Stated problem:
Quote every line of the records below word for word, leaving out the pictures.

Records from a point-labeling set

=====

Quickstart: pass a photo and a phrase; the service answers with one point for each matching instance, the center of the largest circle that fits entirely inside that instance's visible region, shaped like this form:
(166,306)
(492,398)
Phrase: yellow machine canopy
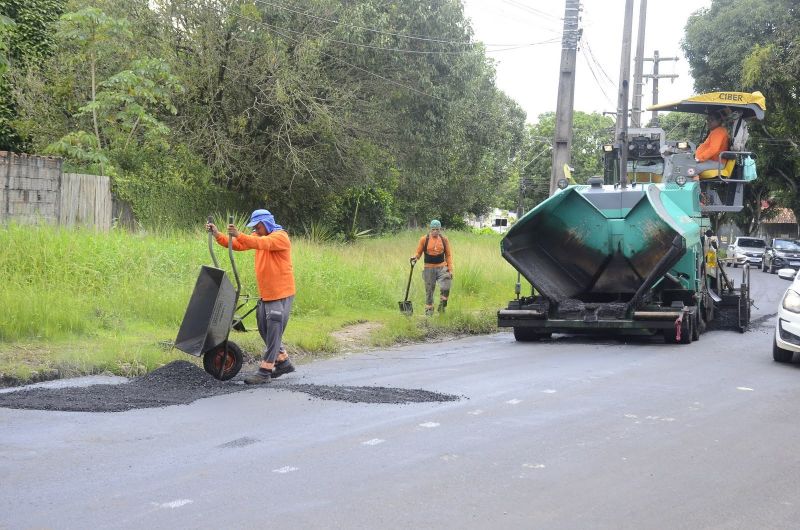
(749,105)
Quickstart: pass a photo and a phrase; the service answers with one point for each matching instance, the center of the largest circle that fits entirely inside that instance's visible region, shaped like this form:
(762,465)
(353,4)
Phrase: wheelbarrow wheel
(212,361)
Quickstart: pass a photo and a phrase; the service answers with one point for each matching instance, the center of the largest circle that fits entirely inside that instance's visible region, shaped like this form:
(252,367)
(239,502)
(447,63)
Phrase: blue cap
(264,216)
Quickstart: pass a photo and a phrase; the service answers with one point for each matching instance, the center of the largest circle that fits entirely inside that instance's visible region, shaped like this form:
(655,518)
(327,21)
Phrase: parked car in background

=====

Finished answer:
Quickstart: pass a photo and a phrase; the service answers with one point for each matching instance, the center of the largest circle that fits entirely inside that instance's visible region, shaped like this form:
(166,306)
(492,398)
Phrase: yellow machine canopy
(749,105)
Quickstart: pass a photo and a phrase; the service answers with one point for each matching instance, the center of the largest circle that fits entirely inside that instance's visible region, shaped like this form:
(762,465)
(353,4)
Phrase: wheelbarrow wheel
(212,361)
Quickstart: pass a photo and a phrase; the service answers with one point for each matching instance, the center of the largest circle that fits entirely inside that instance's visible region, shaped like this form:
(252,367)
(239,502)
(447,63)
Phrase: blue cap
(264,216)
Quickstart: pass a photo and a phrase; the service answers with one point for each matching instance, the center of the largest circle that fits entirely inside that instance's visible region, shaped like this form:
(655,518)
(327,21)
Phrase: parked car in background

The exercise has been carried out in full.